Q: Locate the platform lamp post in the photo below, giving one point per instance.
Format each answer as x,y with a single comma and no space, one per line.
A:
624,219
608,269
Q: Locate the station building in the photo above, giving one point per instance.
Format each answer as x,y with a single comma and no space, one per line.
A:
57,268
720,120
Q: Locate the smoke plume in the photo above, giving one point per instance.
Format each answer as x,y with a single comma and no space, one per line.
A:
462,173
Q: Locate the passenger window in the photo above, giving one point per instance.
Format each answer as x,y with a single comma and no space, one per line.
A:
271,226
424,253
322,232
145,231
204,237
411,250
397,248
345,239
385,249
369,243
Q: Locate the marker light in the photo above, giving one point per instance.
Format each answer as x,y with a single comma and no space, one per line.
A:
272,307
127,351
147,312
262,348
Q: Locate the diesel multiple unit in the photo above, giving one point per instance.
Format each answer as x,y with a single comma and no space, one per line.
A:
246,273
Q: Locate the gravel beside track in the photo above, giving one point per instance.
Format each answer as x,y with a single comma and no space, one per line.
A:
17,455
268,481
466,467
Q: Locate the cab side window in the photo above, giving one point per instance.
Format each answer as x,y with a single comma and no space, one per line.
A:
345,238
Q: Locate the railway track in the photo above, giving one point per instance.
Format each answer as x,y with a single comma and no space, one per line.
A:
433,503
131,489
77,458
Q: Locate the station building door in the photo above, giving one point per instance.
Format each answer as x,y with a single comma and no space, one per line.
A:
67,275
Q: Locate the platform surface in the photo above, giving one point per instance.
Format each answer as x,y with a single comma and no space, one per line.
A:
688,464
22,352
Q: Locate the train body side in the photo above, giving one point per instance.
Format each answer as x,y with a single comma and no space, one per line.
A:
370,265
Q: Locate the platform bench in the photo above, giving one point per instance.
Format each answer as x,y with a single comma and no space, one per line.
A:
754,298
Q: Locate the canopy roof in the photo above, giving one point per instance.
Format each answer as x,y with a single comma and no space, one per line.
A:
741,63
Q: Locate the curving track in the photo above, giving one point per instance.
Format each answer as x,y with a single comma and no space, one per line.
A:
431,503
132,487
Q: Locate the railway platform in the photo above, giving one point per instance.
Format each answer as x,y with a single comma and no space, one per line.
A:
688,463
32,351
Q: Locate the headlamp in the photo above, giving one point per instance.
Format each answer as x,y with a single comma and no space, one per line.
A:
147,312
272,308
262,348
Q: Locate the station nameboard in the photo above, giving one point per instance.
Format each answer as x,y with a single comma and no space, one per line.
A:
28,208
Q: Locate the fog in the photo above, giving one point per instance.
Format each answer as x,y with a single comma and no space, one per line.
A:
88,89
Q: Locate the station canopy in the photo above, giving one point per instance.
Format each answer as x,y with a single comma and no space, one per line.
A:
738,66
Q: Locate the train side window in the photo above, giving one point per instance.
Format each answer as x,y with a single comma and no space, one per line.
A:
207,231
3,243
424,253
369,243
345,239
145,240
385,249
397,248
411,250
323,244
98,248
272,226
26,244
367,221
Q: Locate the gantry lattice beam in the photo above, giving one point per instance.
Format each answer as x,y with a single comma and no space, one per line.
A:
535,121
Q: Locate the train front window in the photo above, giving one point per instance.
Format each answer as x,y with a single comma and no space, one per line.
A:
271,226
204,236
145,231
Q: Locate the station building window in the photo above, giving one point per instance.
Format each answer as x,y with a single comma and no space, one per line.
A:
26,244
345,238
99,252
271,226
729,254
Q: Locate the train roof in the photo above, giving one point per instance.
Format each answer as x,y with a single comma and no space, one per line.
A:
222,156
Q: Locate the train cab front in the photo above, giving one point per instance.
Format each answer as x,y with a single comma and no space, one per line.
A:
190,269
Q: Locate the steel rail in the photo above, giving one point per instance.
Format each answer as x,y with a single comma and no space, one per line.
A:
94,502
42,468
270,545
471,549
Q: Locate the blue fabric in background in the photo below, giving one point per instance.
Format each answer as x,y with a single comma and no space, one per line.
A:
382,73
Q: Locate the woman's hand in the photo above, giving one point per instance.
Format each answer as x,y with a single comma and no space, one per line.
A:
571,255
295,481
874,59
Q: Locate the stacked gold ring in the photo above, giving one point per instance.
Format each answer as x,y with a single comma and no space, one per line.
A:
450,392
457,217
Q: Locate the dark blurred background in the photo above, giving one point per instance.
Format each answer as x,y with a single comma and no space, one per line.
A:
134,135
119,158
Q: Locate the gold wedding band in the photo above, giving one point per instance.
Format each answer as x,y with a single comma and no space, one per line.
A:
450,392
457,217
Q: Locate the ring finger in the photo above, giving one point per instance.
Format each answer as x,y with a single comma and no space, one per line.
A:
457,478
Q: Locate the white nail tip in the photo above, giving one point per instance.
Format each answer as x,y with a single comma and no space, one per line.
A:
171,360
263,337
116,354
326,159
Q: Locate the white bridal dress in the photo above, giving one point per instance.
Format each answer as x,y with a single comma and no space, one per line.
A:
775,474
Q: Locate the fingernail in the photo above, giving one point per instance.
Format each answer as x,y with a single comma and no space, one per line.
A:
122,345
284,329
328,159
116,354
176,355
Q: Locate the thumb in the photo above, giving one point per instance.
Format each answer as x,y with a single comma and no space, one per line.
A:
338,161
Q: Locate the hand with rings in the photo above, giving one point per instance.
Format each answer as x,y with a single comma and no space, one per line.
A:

- - - - -

*Work instructions*. Copy all of the data above, swapping "one per line" for "each on its own line" wherever it occurs. Keep every other character the same.

*In response*.
Q: Locate the platform lamp post in the photo below, giving one point per instance.
Format each answer as x,y with a single comma and no space, each on its own line.
A:
624,219
608,269
Q: Locate the station building in the photo above, giving one point per instance.
Format each answer as x,y with a single comma and no space, each on its own line.
A:
57,268
720,120
Q: Locate the smoke plume in the photo above, giving one point per instance.
Format each answer as x,y with a single comma and no space, each on its own line.
A:
462,173
Q: Locate the passenger window in the photo above, giving one point per instance.
Format each answer as x,y with a single comma and no space, each on its own line.
A:
271,226
424,253
322,232
145,231
204,237
411,250
397,248
345,239
385,249
369,243
Q: Locate the marker light in the photo above, giving one point per instance.
Format each answer as x,y with a single comma and no space, each on its own line.
A:
272,307
127,351
147,312
262,348
Q: Locate the diesel multiple unit in the photo above, giving one point per instance.
Format each answer as x,y with a single comma and no space, each on its own line.
A:
246,273
Q: Locate the gravel beside track in the photo above, giving one point per instance.
Format each answer as x,y with a single comma and no space, each on its own line.
A:
17,455
268,481
466,467
Q: Locate the cab side window in the photo above, giving one point per instance.
Format each answer as x,y with a single comma and no space, each on its own line.
A:
345,238
Q: Locate the railway track in the photo above, giving one point per instance.
Format each answer as x,y with a single comma and no space, each on its own line.
A:
433,503
131,489
77,458
Q: Locate the station building door in the photo above, giving one point per instance.
Format each answer as x,y with a single comma and no space, each on its own line.
A:
67,275
Q: Locate the platform surface in the photo above, giving one point per instance.
Format each answer as x,y with a single comma and no space, each on its own line.
A:
688,464
22,352
Q: Locate the train body side in the photo above, giving one point per instance.
Format each answer as x,y with a single comma and no space, each on its own line.
A:
370,265
Q: Locate the platform bench in the photo above, giving one point per instance.
Format each answer as x,y with a single comma and no space, each on its own line.
A:
754,298
Q: Locate the canopy roof in the photo above, giving one point per instance.
Format each answer as x,y with a single comma and no space, each on its own line.
A:
741,63
Q: Locate the curving track in the photo above, giving one point per instance.
Format each answer as x,y with a single comma and no space, each on its own line.
A:
431,503
132,487
Q: Locate the railway platform in the photo above, giving one point per instance.
Format each answer as x,y with a single comma and no space, each on its own line.
A:
688,463
32,351
Q: Locate the headlamp in the photo above, giving one point per instance.
Format each answer as x,y with a single comma and no space, each on its own line.
A:
147,312
272,308
262,348
Q: Locate the station nameboard in the photo above, giving one point per instance.
Format each answer as x,y with a single comma and no space, each on its own line.
A:
28,208
Q: Locate the fog in the photo above, giving one point per instance.
Format each answer as x,y with a single comma and no space, each on its own line.
A:
88,89
Q: Locate the station canopy in the photo above, giving one point per instance.
Format each answer as x,y with a single comma and no space, each on its own line.
A:
738,66
Q: Locate the train side window in the photo above, giving one point per instance.
Format each answer as x,y with a single comma and no space, each on its own line.
A:
207,231
3,243
424,253
369,243
345,239
145,240
385,249
397,248
411,250
323,244
98,248
272,226
26,244
367,221
Q: Locate the gantry lattice beam in the photo above, giving one point per instance.
Format each answer as x,y with a single comma and no space, each on its own line.
A:
535,121
Q: Locate the train front window in the photo above, giving one point per instance.
Format each answer as x,y with a single comma and no space, each on its own line.
A:
271,226
204,236
145,231
Q: Locate the station building window in the photo above, giving one point per instance.
Format each answer as x,y with a single comma and no space, each on its own line.
A:
26,244
345,238
99,252
271,226
729,254
Q: Locate the train roof in the photo above, giving one point per instance.
Format each answer as x,y with a single comma and no space, each on its own line.
A:
222,156
Q: Locate the train cab front in the photo above, giving one point per instance.
Format each answer as x,y with a single comma and no space, each on its own line.
A:
190,269
Q: Locate the steel rail in the photo above, giving one point per instance.
Format each answer as x,y with a single comma and no space, each on its own line.
A:
94,502
42,468
270,545
471,549
Q: Locate the blue fabric in background in the photo below, giving one point per instance.
Format each answer as x,y with a single comma and no space, each on its own line.
A:
382,73
Q: Locate the woman's hand in the photo above, giving one point per instance.
Format each answer as x,y with a single comma and no space, each on its own line.
A:
571,255
295,481
874,59
Q: Locate the stacked gold ring in the photo above, giving one point per instance.
Format each answer as x,y with a single comma and no space, each on its own line.
A:
450,392
457,217
Q: Locate the dark blurred background in the photo above, giving one point per instance.
Format each answer as x,y with a single comma and no space, each on its own line.
A:
134,135
119,158
Q: Locate the gold wedding band in the photo above, giving one point per instance.
Format each answer as x,y with a single comma and no space, each on its own line.
A:
450,392
457,217
Q: Locate the ring finger in the photo above, giving one point per instance.
Format each answer as x,y with a single comma and no space, each on its own line.
A:
457,478
Q: Locate the white nail tip in the photo above, giving one point per instance.
Format each answer as x,y with a single comma and no space, each on its own line.
A:
171,360
263,337
116,354
326,159
Q: Locate the white bridal dress in the photo above, giving one point per instance.
Format each answer as x,y with a single comma and no space, each on its own line.
A:
775,474
Q: Locate the fingernail in the photo above, giving one point per instance.
Format each answer as x,y with a single comma and no space, each on its own line.
A:
122,345
284,329
328,159
116,354
176,355
Q: Locate the thumb in the photo above, giving one point per instance.
Format each answer as x,y with a single comma and no space, each on its own line.
A:
338,161
Q: Locate the hand with rings in the photo above, giving one point per instance.
Format each answer as x,y with a single comma and no space, each on its own line.
A:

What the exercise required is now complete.